*Job:* Exactly repeat the line that contains "Reviewer note: make sure every instance of the red", then every line after it up to and including the final line.

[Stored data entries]
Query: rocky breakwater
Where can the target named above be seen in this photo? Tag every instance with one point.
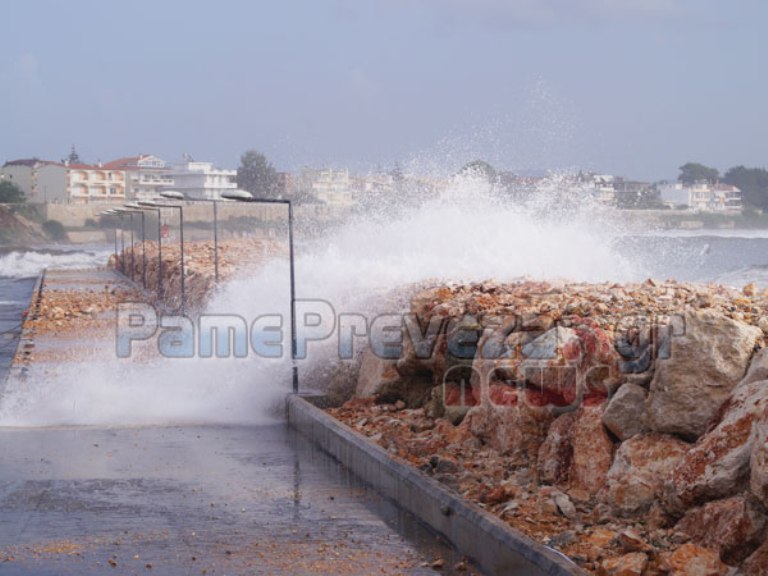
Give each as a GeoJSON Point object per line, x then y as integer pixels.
{"type": "Point", "coordinates": [625, 425]}
{"type": "Point", "coordinates": [199, 272]}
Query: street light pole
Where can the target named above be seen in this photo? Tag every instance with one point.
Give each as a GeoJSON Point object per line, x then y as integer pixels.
{"type": "Point", "coordinates": [136, 209]}
{"type": "Point", "coordinates": [243, 196]}
{"type": "Point", "coordinates": [112, 213]}
{"type": "Point", "coordinates": [145, 205]}
{"type": "Point", "coordinates": [159, 205]}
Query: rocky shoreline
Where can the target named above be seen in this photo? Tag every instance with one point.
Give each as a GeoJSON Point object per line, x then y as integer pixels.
{"type": "Point", "coordinates": [624, 425]}
{"type": "Point", "coordinates": [199, 273]}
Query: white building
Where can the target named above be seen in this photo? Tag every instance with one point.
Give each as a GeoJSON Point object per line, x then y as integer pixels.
{"type": "Point", "coordinates": [202, 180]}
{"type": "Point", "coordinates": [702, 197]}
{"type": "Point", "coordinates": [146, 175]}
{"type": "Point", "coordinates": [94, 183]}
{"type": "Point", "coordinates": [333, 187]}
{"type": "Point", "coordinates": [40, 180]}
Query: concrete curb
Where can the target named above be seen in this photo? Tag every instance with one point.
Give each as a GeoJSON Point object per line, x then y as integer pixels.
{"type": "Point", "coordinates": [25, 342]}
{"type": "Point", "coordinates": [493, 545]}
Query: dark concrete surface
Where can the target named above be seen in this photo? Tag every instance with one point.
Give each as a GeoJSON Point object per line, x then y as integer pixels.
{"type": "Point", "coordinates": [195, 500]}
{"type": "Point", "coordinates": [496, 547]}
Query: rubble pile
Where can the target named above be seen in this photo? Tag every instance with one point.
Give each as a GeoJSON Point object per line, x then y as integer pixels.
{"type": "Point", "coordinates": [625, 425]}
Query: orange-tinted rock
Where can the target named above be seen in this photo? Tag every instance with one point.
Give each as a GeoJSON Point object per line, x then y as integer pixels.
{"type": "Point", "coordinates": [758, 367]}
{"type": "Point", "coordinates": [516, 430]}
{"type": "Point", "coordinates": [633, 564]}
{"type": "Point", "coordinates": [625, 413]}
{"type": "Point", "coordinates": [693, 560]}
{"type": "Point", "coordinates": [556, 453]}
{"type": "Point", "coordinates": [733, 527]}
{"type": "Point", "coordinates": [718, 465]}
{"type": "Point", "coordinates": [706, 363]}
{"type": "Point", "coordinates": [641, 472]}
{"type": "Point", "coordinates": [592, 450]}
{"type": "Point", "coordinates": [759, 459]}
{"type": "Point", "coordinates": [757, 563]}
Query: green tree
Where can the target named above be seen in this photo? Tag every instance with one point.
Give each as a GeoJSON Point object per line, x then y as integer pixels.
{"type": "Point", "coordinates": [54, 230]}
{"type": "Point", "coordinates": [694, 172]}
{"type": "Point", "coordinates": [257, 175]}
{"type": "Point", "coordinates": [753, 183]}
{"type": "Point", "coordinates": [10, 193]}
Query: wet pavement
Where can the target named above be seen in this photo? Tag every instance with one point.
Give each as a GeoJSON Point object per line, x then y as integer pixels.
{"type": "Point", "coordinates": [183, 500]}
{"type": "Point", "coordinates": [195, 500]}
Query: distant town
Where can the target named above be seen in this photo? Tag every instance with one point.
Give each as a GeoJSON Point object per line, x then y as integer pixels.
{"type": "Point", "coordinates": [144, 176]}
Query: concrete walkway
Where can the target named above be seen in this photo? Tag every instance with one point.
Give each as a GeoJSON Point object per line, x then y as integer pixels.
{"type": "Point", "coordinates": [189, 500]}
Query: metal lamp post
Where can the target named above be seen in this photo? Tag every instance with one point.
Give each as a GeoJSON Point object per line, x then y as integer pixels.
{"type": "Point", "coordinates": [175, 195]}
{"type": "Point", "coordinates": [112, 213]}
{"type": "Point", "coordinates": [147, 205]}
{"type": "Point", "coordinates": [136, 209]}
{"type": "Point", "coordinates": [159, 205]}
{"type": "Point", "coordinates": [126, 212]}
{"type": "Point", "coordinates": [243, 196]}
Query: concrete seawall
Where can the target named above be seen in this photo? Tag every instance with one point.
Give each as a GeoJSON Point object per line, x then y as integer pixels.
{"type": "Point", "coordinates": [495, 547]}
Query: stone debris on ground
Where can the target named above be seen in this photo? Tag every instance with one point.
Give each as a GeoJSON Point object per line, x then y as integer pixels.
{"type": "Point", "coordinates": [624, 425]}
{"type": "Point", "coordinates": [235, 256]}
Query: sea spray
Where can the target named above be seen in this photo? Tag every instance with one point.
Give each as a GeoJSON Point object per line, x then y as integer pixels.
{"type": "Point", "coordinates": [469, 233]}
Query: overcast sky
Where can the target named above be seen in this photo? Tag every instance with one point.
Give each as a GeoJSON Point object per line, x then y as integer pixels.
{"type": "Point", "coordinates": [632, 87]}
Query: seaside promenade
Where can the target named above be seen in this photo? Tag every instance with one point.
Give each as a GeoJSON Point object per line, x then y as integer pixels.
{"type": "Point", "coordinates": [169, 499]}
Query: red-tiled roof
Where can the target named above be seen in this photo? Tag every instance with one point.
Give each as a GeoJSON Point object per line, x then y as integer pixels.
{"type": "Point", "coordinates": [31, 162]}
{"type": "Point", "coordinates": [123, 163]}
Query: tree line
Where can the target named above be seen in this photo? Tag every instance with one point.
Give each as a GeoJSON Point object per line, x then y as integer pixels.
{"type": "Point", "coordinates": [753, 182]}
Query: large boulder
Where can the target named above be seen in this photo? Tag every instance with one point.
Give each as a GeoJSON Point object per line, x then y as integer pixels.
{"type": "Point", "coordinates": [625, 413]}
{"type": "Point", "coordinates": [718, 465]}
{"type": "Point", "coordinates": [515, 430]}
{"type": "Point", "coordinates": [759, 458]}
{"type": "Point", "coordinates": [560, 367]}
{"type": "Point", "coordinates": [757, 563]}
{"type": "Point", "coordinates": [733, 527]}
{"type": "Point", "coordinates": [705, 364]}
{"type": "Point", "coordinates": [379, 378]}
{"type": "Point", "coordinates": [641, 472]}
{"type": "Point", "coordinates": [556, 453]}
{"type": "Point", "coordinates": [592, 450]}
{"type": "Point", "coordinates": [758, 368]}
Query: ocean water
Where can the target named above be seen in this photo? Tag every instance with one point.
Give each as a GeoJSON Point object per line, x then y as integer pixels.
{"type": "Point", "coordinates": [350, 269]}
{"type": "Point", "coordinates": [19, 269]}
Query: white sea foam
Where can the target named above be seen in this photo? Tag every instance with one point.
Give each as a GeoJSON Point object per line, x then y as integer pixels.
{"type": "Point", "coordinates": [29, 263]}
{"type": "Point", "coordinates": [446, 239]}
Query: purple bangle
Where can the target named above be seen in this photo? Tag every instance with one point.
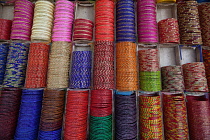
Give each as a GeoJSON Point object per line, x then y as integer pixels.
{"type": "Point", "coordinates": [19, 38]}
{"type": "Point", "coordinates": [61, 39]}
{"type": "Point", "coordinates": [21, 33]}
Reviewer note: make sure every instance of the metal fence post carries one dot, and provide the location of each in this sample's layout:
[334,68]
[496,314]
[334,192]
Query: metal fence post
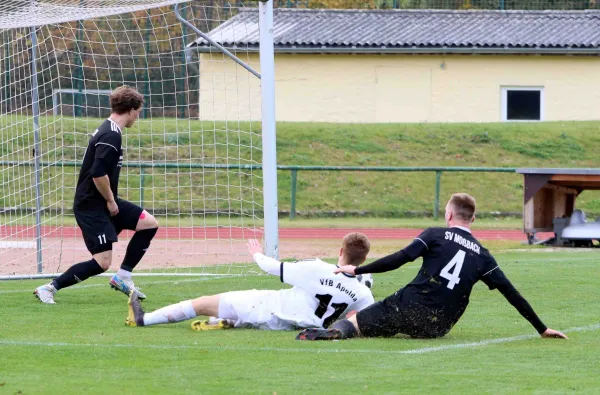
[37,153]
[293,204]
[436,201]
[142,173]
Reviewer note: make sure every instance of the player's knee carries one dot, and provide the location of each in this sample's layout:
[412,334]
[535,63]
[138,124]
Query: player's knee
[347,328]
[104,260]
[147,221]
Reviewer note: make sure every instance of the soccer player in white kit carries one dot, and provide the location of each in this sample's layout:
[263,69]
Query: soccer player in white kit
[317,299]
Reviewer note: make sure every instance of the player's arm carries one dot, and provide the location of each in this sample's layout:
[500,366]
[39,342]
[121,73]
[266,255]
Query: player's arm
[292,273]
[417,248]
[268,264]
[495,279]
[106,157]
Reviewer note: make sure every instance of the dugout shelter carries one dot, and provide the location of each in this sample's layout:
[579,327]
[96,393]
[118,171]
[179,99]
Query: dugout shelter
[549,205]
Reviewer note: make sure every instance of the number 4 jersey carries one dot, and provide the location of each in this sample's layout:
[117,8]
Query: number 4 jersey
[453,261]
[318,296]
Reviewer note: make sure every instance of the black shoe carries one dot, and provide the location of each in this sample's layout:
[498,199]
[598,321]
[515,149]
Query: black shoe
[136,313]
[319,334]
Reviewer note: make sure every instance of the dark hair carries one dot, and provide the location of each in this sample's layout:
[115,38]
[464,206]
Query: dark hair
[125,99]
[355,246]
[463,206]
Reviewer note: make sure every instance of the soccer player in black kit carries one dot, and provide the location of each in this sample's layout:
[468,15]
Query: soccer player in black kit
[428,307]
[100,213]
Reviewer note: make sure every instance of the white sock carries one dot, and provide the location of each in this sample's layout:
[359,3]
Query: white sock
[124,274]
[174,313]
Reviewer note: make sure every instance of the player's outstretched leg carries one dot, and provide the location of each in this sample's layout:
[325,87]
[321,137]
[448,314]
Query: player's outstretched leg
[75,274]
[212,323]
[343,329]
[145,230]
[173,313]
[136,312]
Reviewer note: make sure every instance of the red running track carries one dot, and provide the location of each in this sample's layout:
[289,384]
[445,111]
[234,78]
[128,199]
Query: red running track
[24,232]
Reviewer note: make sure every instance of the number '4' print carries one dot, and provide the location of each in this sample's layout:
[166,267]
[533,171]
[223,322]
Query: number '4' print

*Correct output:*
Reviewer note: make sure every instance of the red running track carries one dot, and provide the location of each in this sample's layout:
[289,384]
[445,111]
[234,78]
[128,199]
Query: red running track
[24,232]
Reviewer note: make sure every instance of the number '4' print carries one dot, and provide the location of each in this sample's layout:
[166,267]
[533,171]
[223,322]
Query: number '4' print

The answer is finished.